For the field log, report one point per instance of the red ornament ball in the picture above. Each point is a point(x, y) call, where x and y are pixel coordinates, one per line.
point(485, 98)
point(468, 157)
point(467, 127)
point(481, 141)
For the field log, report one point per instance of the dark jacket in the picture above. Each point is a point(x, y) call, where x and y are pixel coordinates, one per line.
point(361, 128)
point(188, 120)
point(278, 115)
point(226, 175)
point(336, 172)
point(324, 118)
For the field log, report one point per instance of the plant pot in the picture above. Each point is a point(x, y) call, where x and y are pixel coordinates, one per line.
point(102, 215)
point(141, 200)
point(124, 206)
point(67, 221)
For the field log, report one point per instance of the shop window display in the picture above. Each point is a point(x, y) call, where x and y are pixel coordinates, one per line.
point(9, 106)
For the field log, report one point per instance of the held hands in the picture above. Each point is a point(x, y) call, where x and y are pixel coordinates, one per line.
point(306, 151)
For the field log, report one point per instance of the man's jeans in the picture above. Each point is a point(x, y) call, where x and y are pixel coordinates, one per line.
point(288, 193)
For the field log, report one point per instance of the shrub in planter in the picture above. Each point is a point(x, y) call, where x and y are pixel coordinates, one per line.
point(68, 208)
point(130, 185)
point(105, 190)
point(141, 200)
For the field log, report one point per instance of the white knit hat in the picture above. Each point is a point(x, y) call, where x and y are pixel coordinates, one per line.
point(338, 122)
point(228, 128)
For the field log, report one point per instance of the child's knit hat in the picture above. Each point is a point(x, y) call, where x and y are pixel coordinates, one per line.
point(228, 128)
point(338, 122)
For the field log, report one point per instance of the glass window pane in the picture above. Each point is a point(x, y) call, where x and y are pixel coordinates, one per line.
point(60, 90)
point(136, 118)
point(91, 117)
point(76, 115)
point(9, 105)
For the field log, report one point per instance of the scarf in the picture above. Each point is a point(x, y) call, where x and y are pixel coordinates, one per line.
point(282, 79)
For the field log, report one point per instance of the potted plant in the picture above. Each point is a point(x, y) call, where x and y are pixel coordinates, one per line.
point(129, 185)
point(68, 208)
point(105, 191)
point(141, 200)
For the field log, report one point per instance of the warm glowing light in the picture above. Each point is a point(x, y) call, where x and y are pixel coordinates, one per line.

· · · · ·

→ INSTRUCTIONS FOR THE TASK:
Copy the records between the line containing "of the plant" and the line containing "point(288, 193)", both lines included, without any changes.

→ REPLY TO THE TASK:
For the field log, report one point per instance of the plant pot in the picture above. Each point is a point(x, y) call, where x and y are pixel coordinates, one per line.
point(102, 215)
point(141, 200)
point(124, 206)
point(67, 221)
For the field log, report one point per instance of the shop window display in the picture above. Each point is a point(x, y) call, where x and y are pixel coordinates, one per line.
point(9, 106)
For the field log, report one point per instance of the held hands in the picture above. Each point is a point(x, y) call, where x and y are pixel coordinates, one per line.
point(306, 151)
For the field log, report one point per instance of the man's jeans in the picture above. Each point is a point(x, y) call, where x and y are pixel coordinates, one per line.
point(288, 193)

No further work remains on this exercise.